Over the past few years, a cured pig fat called lardo di Colonnata has achieved a certain status among epicures, but for Carrara’s cavatori, lardo has been a staple of their diet for centuries—a cheap, abundant food that tasted cool and refreshing on a hot day. I knew I couldn’t quarry stone, but at least I could eat like a quarryman. The Carrarese make lardo in their dank basements by curing raw pig fat in a tub of marble. Additional flavor comes from a combination of rock salt, pepper, garlic, and rosemary. Like the cavatori, I ate my thin slice of lardo with onion and tomato on bread. It had a creamy, translucent texture and melted deliciously in my mouth. I followed it with a shot of espresso. Geologizing doesn’t get any better than this.
Energized by pig fat and caffeine, we headed back out to find rocks. Conti whisked us down the road to a spectacular view into the Torano basin, where I could finally get a sense of the scale of quarrying. In the center of the valley, fifteen hundred feet lower and three quarters of a mile away, a ledgy quarry, known as Polvaccio, stairstepped up the valley face. Polvaccio has been worked since Roman times and was where Michelangelo quarried his Pietá block. Through my binoculars, I counted eighteen ledges of marble, each of which, Conti explained, was between fifteen and thirty feet thick.
Road after road zigzagged up the nearly vertical faces, faces covered white in marble by decades of quarry debris. The bends on the quarry roads are so sharp that trucks cannot turn and instead back down every other switchback. More roads climbed the valley wall below, as well as the smaller valleys south and east of Polvaccio. At the high points of the southern and eastern valley ridgelines, quarries had lopped off the summits, creating openings shaped like gun sights. “I remember when there was a mountain there,” said Conti. The view was one of the most spectacular and disturbing I have ever seen.
“A thousand trucks a day carry stone out of the mountains,” he said, as he discussed how quarrying has changed in the past few decades. Most do not transport blocks of marble. More stone now leaves Carrara as basketball-sized hunks to be used as a powdered, industrial filler called ground calcium carbonate (GCC). You probably have used a GCC-enhanced product. GCC makes paper whiter and more opaque. It stiffens plastic, in products such as garden furniture and coffeemakers. Ground-up Carrara marble goes into paint to prevent corrosion. GCC is also a filler in toothpaste, so brush up—if Carrara was good enough for Michelangelo, it’s good enough for your teeth.
As GCC quarrying has expanded in the past twenty years, it has come at a cost. GCC is made by blasting the marble mountains, collecting the smithereens, and crushing, grinding, and sorting. Although GCC produces less waste, or ravaneti, than quarrying for building or sculpting purposes, it generates a finer waste, the snowlike slopes of the Torano basin.
Ravaneti in the good old days consisted of fist-sized stones, impure or partially worked blocks, and perhaps a broken column or capital. Water from rainstorms could percolate down through the spaces in the loosely packed material. GCC ravaneti, in contrast, originates from finer-grained material that doesn’t get caught in sieves. It forms impermeable layers within the older ravaneti. Water that formerly could soak into the ground now builds up on the steep slopes and what would have been insignificant rainstorms now weaken the ravaneti and trigger landslides. In 1996 and 1997 researchers recorded fifty-two slope failures, the largest of which slid over two thousand feet.32
GCC production has added another danger. Those thousand trucks have only a few roads to use through town and one goes by a school, which led a group of mothers to stage a protest by throwing garbage in the road and stopping the trucks. Conti explained that although the town owns the quarries, which are leased to quarry operators, marble so thoroughly dominates Carrara’s economy that passing any regulations, either safety or environmentally oriented, faces stiff challenges.

→ **PROBLEMS TO WORK ON**
1) Repeat the part of the Carrara quarrying text that opens with the words containing "Road after road" and closes with "have ever seen.".
2) For each statement, tell whether the Carrara quarrying text supports it, answering yes or no and quoting the words that decide it: (a) Lardo is cured in a tub made of marble. (b) Michelangelo quarried his Pietá block at Polvaccio. (c) GCC quarrying produces more waste than quarrying for building or sculpting.
3) From the Carrara quarrying text, list every ingredient named as giving lardo additional flavor.

Stored data entries:
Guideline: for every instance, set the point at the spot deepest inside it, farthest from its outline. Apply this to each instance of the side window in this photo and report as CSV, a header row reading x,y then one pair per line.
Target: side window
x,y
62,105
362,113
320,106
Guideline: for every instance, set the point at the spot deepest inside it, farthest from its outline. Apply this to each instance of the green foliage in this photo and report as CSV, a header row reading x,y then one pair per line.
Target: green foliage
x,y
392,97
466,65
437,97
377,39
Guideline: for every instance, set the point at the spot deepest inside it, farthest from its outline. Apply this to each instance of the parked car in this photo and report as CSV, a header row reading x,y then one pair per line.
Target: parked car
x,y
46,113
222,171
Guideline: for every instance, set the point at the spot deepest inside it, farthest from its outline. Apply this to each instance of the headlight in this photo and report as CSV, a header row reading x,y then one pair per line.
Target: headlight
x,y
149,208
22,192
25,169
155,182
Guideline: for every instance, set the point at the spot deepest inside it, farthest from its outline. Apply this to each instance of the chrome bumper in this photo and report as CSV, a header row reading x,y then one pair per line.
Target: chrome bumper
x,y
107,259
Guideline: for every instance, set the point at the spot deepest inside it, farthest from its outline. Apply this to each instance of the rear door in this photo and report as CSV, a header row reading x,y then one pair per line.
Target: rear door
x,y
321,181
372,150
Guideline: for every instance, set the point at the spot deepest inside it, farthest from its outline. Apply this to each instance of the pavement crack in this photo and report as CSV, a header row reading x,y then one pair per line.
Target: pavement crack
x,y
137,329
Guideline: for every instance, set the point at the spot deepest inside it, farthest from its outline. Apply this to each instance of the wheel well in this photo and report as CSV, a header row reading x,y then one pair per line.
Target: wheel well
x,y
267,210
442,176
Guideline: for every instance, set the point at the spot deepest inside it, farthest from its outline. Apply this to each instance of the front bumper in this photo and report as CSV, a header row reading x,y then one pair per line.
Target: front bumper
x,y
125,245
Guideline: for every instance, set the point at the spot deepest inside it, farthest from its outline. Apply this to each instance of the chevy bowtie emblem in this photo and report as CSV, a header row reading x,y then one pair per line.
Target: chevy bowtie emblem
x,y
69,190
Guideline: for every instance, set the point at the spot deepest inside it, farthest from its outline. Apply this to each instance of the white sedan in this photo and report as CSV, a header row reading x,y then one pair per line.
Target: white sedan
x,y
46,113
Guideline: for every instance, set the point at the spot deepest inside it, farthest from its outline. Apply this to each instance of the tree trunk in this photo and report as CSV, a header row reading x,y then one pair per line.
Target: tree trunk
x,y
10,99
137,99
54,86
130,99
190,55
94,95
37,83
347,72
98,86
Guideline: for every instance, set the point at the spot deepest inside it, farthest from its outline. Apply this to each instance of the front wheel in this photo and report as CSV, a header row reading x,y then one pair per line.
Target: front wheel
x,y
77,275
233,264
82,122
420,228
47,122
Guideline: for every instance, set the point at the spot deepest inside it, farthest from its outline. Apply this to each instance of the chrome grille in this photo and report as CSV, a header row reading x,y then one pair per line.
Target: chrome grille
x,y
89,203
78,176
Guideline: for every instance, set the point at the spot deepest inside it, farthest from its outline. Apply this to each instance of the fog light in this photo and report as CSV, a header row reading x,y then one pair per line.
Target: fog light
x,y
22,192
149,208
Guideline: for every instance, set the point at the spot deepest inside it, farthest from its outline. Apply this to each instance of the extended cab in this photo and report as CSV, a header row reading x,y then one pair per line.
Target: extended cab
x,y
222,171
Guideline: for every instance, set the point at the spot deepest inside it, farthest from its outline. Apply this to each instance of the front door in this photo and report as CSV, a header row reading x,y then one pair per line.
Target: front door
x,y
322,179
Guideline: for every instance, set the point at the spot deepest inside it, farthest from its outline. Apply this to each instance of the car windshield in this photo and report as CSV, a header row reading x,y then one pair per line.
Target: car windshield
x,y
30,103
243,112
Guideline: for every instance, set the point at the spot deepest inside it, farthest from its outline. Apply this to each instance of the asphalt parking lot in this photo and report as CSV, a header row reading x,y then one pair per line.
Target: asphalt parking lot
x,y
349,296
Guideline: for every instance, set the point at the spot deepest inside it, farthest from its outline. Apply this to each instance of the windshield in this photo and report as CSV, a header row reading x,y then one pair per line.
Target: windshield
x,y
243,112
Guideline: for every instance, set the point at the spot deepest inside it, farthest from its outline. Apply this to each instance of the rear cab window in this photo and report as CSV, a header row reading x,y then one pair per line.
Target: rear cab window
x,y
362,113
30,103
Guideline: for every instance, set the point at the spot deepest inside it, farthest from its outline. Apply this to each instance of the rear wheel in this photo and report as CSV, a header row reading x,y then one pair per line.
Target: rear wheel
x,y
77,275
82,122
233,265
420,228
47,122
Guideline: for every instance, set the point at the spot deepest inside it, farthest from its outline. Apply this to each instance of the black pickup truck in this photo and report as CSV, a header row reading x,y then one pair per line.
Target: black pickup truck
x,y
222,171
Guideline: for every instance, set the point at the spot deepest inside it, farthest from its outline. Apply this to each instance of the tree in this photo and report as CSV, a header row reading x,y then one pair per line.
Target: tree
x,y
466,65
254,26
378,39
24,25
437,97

→ **RESPONSES**
1)
Road after road zigzagged up the nearly vertical faces, faces covered white in marble by decades of quarry debris. The bends on the quarry roads are so sharp that trucks cannot turn and instead back down every other switchback. More roads climbed the valley wall below, as well as the smaller valleys south and east of Polvaccio. At the high points of the southern and eastern valley ridgelines, quarries had lopped off the summits, creating openings shaped like gun sights. “I remember when there was a mountain there,” said Conti. The view was one of the most spectacular and disturbing I have ever seen.

2)
(a) Yes: "curing raw pig fat in a tub of marble"
(b) Yes: "was where Michelangelo quarried his Pietá block"
(c) No: "GCC produces less waste, or ravaneti, than quarrying for building or sculpting purposes"

3) rock salt, pepper, garlic, rosemary